*** Begin section ***

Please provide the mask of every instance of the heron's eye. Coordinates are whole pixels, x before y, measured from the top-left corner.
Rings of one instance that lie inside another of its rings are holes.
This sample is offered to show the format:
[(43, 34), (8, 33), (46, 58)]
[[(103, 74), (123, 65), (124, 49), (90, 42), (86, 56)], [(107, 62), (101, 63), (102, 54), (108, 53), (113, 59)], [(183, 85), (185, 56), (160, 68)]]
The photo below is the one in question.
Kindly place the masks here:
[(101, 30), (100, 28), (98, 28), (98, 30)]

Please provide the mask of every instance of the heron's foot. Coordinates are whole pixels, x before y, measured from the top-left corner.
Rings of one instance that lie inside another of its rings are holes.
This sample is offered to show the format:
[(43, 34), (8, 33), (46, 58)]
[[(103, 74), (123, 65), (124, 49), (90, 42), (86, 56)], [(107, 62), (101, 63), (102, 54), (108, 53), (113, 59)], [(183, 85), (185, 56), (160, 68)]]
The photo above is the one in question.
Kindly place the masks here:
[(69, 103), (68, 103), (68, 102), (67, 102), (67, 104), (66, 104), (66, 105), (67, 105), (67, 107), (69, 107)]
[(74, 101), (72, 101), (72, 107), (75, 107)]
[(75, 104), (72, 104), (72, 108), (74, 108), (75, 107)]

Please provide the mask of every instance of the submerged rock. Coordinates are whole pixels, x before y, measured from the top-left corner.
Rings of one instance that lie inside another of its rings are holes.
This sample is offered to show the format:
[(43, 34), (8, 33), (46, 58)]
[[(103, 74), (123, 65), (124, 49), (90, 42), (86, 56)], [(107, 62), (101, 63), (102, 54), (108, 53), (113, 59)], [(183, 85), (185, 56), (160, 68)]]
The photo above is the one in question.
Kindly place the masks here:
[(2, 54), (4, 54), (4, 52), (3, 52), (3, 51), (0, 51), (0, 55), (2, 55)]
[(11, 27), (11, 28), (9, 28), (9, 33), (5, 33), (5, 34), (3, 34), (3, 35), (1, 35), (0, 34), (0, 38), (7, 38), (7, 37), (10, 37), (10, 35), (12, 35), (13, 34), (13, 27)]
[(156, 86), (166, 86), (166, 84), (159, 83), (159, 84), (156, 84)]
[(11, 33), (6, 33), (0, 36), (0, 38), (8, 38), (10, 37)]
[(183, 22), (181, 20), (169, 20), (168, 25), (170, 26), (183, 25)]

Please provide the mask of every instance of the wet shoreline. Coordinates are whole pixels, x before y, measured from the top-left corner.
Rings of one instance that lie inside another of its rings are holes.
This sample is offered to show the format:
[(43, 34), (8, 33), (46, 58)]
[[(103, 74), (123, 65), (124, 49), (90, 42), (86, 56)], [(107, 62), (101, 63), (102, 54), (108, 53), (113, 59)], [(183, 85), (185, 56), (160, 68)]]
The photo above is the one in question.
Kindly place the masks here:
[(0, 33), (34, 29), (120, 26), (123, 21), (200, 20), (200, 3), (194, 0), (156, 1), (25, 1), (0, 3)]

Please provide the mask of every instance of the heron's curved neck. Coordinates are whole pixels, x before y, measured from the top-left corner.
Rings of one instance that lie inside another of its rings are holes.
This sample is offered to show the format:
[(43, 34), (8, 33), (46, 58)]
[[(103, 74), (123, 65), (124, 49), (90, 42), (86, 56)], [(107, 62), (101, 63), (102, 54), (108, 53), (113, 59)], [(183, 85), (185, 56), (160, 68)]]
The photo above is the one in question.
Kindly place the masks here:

*** End section ***

* WHAT THIS TASK INVOLVES *
Nothing in the data above should change. Please copy it all.

* FINAL ANSWER *
Please provide the mask of every instance of the heron's eye. Coordinates are whole pixels, x before y, measured from the top-left corner.
Rings of one instance that lie inside another of its rings are holes.
This sample is offered to show the format:
[(43, 34), (8, 33), (46, 58)]
[[(103, 74), (123, 65), (124, 49), (90, 42), (86, 56)], [(107, 62), (101, 63), (102, 54), (108, 53), (113, 59)], [(183, 85), (185, 56), (160, 68)]]
The photo below is the one in question.
Kindly place the masks here:
[(101, 30), (100, 28), (98, 28), (98, 30)]

Please provide the mask of every instance of the heron's foot. Coordinates are whole pixels, x before y, measured from the top-left corner.
Rings of one instance that lie inside another of its rings are holes.
This sample is offered to show the format:
[(43, 34), (8, 33), (46, 58)]
[[(103, 74), (123, 65), (124, 49), (90, 42), (86, 56)], [(107, 62), (101, 63), (102, 54), (108, 53), (113, 59)], [(183, 85), (185, 56), (160, 68)]]
The photo above is the one in question.
Kindly place the masks here:
[(69, 103), (68, 103), (68, 102), (67, 102), (67, 104), (66, 104), (66, 105), (67, 105), (67, 107), (69, 107)]
[(74, 101), (72, 101), (72, 107), (75, 107)]
[(75, 104), (72, 104), (72, 108), (74, 108), (75, 107)]

Please provide the mask of every instance of the submerged rock. Coordinates are whole pixels, x before y, measured from the top-left corner.
Rings of one instance that lie inside another of its rings are holes.
This sample is offered to show the format:
[(43, 34), (8, 33), (46, 58)]
[[(103, 74), (123, 65), (124, 49), (90, 42), (86, 56)], [(107, 62), (101, 63), (102, 54), (108, 53), (113, 59)], [(183, 85), (185, 56), (160, 68)]]
The photo above is the one in question.
Kindly place the masks here:
[(2, 54), (4, 54), (4, 52), (3, 52), (3, 51), (0, 51), (0, 55), (2, 55)]
[(11, 27), (11, 28), (9, 28), (9, 33), (5, 33), (5, 34), (3, 34), (3, 35), (1, 35), (0, 34), (0, 38), (7, 38), (7, 37), (10, 37), (10, 35), (12, 35), (13, 34), (13, 27)]
[(156, 86), (166, 86), (166, 84), (159, 83), (159, 84), (156, 84)]
[(11, 33), (6, 33), (0, 36), (0, 38), (8, 38), (10, 37)]
[(183, 22), (181, 20), (169, 20), (168, 25), (170, 26), (183, 25)]

Please provide the mask of every instance of the wet shoreline. Coordinates are whole pixels, x before y, measured from the top-left corner.
Rings of one instance that lie inside another of its rings are holes.
This sample is offered to show the format:
[(43, 34), (8, 33), (46, 58)]
[[(103, 74), (123, 65), (124, 49), (90, 42), (86, 56)], [(107, 62), (101, 63), (102, 54), (108, 53), (113, 59)], [(183, 85), (185, 56), (160, 68)]]
The photo above is the one in question.
Kindly place the masks here:
[(0, 33), (34, 29), (120, 26), (123, 21), (200, 20), (200, 3), (194, 0), (156, 1), (25, 1), (0, 3)]

Please provide the mask of every instance of the heron's curved neck. Coordinates are whole pixels, x before y, measured from the top-left corner.
Rings of one instance that lie inside another of its rings are holes.
This sample is offered to show the format:
[(43, 34), (8, 33), (46, 58)]
[[(103, 74), (123, 65), (124, 49), (90, 42), (86, 56)], [(107, 62), (101, 63), (102, 54), (108, 53), (113, 59)], [(183, 85), (185, 56), (160, 68)]]
The photo above is the one in question.
Kindly place the masks here:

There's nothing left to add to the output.